___ EXTRACT PROVIDED ___
Next-generation sequencing for cancer diagnostics: a practical perspective

Abstract

Next-generation sequencing (NGS) is arguably one of the most significant technological advances in the biological sciences of the last 30 years. The second generation sequencing platforms have advanced rapidly to the point that several genomes can now be sequenced simultaneously in a single instrument run in under two weeks. Targeted DNA enrichment methods allow even higher genome throughput at a reduced cost per sample. Medical research has embraced the technology and the cancer field is at the forefront of these efforts given the genetic aspects of the disease. World-wide efforts to catalogue mutations in multiple cancer types are underway and this is likely to lead to new discoveries that will be translated to new diagnostic, prognostic and therapeutic targets. NGS is now maturing to the point where it is being considered by many laboratories for routine diagnostic use. The sensitivity, speed and reduced cost per sample make it a highly attractive platform compared to other sequencing modalities. Moreover, as we identify more genetic determinants of cancer there is a greater need to adopt multi-gene assays that can quickly and reliably sequence complete genes from individual patient samples. Whilst widespread and routine use of whole genome sequencing is likely to be a few years away, there are immediate opportunities to implement NGS for clinical use. Here we review the technology, methods and applications that can be immediately considered and some of the challenges that lie ahead.
___
§ **EXERCISES TO COMPLETE**:
1. According to the abstract on next-generation sequencing, how long does it now take to sequence several genomes simultaneously in a single instrument run?
2. Can you write the next part of the article on next-generation sequencing for cancer diagnostics, picking up after its abstract?
The items after this point are separate material, unrelated to the abstract on next-generation sequencing.
___ DATA EXTRACTS ___
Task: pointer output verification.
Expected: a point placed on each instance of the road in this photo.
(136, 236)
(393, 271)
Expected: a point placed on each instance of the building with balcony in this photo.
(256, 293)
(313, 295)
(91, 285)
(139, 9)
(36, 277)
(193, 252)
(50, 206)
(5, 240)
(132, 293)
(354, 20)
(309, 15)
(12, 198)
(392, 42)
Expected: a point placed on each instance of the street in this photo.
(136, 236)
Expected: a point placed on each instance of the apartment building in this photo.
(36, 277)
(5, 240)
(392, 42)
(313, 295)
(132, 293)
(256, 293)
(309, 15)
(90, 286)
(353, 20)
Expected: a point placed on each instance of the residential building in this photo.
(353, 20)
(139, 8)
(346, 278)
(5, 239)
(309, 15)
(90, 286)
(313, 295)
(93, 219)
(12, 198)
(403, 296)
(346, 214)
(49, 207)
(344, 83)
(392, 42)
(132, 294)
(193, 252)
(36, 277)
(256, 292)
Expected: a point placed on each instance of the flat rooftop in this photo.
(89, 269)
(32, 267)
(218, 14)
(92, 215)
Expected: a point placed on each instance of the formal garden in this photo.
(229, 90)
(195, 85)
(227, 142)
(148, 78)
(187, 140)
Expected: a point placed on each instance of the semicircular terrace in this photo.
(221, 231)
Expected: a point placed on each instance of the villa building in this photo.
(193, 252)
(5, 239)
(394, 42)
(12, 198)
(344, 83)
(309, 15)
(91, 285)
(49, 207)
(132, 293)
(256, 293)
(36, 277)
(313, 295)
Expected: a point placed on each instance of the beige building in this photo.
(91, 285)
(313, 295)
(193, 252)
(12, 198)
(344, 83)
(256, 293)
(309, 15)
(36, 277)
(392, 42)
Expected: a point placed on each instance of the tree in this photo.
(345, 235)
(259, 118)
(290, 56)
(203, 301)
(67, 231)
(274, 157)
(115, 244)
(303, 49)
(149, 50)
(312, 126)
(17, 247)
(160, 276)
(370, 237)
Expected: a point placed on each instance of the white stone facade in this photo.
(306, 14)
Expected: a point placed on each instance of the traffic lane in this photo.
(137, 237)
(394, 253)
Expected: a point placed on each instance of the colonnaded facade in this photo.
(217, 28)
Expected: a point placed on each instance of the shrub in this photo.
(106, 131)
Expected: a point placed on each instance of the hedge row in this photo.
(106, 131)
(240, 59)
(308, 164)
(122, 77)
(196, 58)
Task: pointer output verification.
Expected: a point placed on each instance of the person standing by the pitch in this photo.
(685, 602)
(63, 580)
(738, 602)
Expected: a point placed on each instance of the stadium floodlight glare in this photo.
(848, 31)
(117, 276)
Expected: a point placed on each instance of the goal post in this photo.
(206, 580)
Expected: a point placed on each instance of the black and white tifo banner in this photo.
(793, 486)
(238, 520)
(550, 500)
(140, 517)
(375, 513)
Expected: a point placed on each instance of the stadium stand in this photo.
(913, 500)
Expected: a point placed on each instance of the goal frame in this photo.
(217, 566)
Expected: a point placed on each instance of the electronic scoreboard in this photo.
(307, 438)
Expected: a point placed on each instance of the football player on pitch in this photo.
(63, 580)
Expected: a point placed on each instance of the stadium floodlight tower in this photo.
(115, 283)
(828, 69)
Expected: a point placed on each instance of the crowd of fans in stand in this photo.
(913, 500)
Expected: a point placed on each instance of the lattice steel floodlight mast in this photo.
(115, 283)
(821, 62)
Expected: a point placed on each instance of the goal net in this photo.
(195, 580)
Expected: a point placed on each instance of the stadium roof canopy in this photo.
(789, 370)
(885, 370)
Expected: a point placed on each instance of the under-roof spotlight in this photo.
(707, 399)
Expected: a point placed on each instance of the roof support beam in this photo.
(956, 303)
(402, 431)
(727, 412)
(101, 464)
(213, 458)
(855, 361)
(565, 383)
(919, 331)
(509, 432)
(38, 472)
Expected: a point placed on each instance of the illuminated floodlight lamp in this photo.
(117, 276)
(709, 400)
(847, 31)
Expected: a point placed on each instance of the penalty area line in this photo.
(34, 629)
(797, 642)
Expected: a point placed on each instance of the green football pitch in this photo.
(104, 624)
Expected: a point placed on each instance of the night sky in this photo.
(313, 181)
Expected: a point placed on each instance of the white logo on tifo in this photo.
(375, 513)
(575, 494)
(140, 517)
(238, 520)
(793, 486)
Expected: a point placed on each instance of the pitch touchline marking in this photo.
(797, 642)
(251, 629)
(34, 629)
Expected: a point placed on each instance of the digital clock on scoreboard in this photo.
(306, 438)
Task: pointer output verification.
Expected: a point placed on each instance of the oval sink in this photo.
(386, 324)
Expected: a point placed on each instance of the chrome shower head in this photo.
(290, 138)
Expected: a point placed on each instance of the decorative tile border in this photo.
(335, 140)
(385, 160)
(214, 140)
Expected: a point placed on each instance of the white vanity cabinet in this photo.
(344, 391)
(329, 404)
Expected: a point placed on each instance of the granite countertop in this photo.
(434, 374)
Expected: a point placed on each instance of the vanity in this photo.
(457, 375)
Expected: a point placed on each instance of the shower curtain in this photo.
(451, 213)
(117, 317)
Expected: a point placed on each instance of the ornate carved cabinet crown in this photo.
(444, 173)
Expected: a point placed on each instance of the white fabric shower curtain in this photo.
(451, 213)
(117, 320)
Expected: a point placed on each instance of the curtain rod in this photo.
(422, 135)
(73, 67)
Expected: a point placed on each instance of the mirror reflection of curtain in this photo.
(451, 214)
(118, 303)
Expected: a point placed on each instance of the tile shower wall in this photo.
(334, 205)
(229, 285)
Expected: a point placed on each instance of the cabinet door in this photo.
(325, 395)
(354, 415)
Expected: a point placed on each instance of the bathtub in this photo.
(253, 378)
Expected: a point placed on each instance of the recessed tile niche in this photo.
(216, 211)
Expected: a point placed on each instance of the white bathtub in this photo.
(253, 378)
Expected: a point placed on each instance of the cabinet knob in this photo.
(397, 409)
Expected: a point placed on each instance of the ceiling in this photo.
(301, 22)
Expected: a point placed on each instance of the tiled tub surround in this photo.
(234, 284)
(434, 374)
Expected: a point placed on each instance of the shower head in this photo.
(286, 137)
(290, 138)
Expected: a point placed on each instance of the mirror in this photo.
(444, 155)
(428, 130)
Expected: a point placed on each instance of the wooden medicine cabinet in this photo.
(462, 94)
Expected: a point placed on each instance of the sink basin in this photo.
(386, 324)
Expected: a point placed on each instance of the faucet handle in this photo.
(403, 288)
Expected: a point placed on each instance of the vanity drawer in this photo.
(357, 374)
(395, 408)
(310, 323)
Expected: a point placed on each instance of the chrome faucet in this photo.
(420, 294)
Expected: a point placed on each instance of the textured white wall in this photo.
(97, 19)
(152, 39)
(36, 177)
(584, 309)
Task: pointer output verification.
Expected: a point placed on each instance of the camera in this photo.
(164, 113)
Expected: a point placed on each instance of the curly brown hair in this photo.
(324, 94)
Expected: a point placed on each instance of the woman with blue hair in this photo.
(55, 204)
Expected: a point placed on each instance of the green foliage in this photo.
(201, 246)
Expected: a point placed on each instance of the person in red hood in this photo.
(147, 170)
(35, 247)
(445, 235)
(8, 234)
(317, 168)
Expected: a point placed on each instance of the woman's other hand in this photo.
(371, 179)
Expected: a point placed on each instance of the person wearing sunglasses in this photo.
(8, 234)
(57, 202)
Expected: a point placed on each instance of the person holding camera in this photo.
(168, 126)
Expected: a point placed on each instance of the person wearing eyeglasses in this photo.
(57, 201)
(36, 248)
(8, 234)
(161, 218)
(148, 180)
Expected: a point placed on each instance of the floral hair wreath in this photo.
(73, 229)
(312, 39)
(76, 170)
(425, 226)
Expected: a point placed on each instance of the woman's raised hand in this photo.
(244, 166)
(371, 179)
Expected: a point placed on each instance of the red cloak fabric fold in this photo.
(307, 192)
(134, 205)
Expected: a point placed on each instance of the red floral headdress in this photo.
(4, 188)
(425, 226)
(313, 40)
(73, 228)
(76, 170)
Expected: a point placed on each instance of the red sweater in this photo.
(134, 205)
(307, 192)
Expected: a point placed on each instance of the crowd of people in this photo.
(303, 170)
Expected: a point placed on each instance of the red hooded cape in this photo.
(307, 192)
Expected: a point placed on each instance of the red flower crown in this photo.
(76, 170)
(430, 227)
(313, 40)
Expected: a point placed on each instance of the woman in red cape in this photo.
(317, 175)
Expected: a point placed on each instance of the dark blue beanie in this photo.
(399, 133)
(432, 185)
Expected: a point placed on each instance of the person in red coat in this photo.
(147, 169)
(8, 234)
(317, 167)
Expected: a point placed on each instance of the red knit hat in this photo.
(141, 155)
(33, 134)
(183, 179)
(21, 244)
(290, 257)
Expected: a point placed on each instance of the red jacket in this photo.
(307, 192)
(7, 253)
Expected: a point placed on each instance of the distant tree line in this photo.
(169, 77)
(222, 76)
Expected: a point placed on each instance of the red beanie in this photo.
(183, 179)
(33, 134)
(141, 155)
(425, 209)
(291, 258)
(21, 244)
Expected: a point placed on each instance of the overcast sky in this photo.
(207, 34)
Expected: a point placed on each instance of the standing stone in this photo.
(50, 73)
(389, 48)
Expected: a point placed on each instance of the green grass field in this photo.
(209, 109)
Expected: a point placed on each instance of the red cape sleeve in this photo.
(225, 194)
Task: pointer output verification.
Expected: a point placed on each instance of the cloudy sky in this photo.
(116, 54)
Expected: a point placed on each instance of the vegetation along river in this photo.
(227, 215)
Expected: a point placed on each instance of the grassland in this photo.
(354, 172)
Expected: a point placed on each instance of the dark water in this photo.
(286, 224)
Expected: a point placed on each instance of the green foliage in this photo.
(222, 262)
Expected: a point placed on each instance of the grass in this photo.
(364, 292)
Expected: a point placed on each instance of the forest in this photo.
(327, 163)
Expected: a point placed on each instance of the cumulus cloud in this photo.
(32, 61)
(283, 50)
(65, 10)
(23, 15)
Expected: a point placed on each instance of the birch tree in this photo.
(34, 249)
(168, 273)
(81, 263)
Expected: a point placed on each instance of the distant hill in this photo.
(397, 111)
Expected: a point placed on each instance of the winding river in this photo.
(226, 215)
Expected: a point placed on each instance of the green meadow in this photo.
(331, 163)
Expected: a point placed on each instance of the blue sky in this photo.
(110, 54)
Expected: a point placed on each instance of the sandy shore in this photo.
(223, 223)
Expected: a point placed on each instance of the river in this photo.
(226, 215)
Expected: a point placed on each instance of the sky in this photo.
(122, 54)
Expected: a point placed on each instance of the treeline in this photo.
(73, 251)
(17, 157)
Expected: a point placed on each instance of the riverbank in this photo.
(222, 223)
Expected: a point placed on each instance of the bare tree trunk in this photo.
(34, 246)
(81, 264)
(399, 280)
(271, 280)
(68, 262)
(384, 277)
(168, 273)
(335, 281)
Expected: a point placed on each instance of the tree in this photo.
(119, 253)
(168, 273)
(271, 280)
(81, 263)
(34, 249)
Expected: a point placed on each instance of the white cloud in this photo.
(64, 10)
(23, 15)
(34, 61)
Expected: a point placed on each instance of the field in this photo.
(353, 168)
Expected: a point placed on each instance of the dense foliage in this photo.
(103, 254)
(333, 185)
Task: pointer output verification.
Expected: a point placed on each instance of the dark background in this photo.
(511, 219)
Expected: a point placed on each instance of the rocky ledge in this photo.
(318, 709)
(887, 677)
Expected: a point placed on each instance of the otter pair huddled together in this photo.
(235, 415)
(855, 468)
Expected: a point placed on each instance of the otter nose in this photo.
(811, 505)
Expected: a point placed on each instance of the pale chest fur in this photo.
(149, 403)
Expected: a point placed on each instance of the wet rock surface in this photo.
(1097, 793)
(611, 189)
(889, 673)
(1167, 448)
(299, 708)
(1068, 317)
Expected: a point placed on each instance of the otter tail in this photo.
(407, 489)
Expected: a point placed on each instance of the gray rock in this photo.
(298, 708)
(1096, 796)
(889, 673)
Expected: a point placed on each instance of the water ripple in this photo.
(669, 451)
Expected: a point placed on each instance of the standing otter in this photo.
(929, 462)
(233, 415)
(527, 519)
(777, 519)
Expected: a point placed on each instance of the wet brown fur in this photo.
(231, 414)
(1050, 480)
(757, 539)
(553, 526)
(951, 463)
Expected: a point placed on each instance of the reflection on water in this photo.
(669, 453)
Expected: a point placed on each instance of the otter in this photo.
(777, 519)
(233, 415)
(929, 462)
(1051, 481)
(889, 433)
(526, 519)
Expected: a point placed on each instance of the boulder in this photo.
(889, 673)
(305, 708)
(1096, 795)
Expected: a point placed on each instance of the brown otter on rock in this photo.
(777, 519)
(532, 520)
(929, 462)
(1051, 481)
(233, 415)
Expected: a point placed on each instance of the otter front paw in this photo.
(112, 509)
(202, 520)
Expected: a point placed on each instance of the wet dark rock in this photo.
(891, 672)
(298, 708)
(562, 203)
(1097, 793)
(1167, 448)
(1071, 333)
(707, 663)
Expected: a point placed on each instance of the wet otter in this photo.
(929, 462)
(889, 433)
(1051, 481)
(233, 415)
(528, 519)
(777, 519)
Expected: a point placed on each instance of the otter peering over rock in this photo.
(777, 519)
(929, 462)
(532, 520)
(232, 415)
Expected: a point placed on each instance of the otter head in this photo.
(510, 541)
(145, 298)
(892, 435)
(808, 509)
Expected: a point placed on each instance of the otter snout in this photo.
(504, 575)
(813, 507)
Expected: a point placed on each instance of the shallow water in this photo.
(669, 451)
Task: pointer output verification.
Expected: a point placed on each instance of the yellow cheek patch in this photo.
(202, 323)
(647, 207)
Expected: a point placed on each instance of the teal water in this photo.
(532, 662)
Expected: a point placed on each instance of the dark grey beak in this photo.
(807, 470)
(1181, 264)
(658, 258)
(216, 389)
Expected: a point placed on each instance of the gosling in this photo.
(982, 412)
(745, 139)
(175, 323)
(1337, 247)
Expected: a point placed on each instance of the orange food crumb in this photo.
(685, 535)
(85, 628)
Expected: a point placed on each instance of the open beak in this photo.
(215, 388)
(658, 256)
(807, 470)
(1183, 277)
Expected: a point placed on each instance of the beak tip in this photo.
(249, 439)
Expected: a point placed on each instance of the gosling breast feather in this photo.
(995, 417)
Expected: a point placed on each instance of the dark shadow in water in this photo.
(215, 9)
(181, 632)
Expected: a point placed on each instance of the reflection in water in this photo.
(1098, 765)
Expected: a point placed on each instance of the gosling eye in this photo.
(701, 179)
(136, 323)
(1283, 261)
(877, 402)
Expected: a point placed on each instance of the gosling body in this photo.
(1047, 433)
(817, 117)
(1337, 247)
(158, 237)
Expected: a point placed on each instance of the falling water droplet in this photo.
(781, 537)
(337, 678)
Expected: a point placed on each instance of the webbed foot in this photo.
___
§ **TASK RESULTS**:
1. Under two weeks.

2.
Figure 1.

(A) A typical pipeline schematic for variant detection with next-generation sequencing, showing the steps from raw reads to production of a final list of variants. (B) Box plots created by the tool FastQC showing the base qualities of reads for two samples. The box plot on the top shows a ‘bad’ result, where the quality deteriorates rapidly from the middle of the reads to the ends, while the box plot on the bottom shows a ‘good’ result with just a slight decrease in quality towards the ends of the reads. Trimming of the reads in the sample on the top is recommended as it would lead to more accurate variant detection. (C) The effect of using an ungapped (MAQ) versus a gapped aligner (BWA). With the ungapped aligner the presence of a deletion in the sample leads to misalignment of the parts of the read next to the deletion resulting in false positive single nucleotide variation (SNV) calls.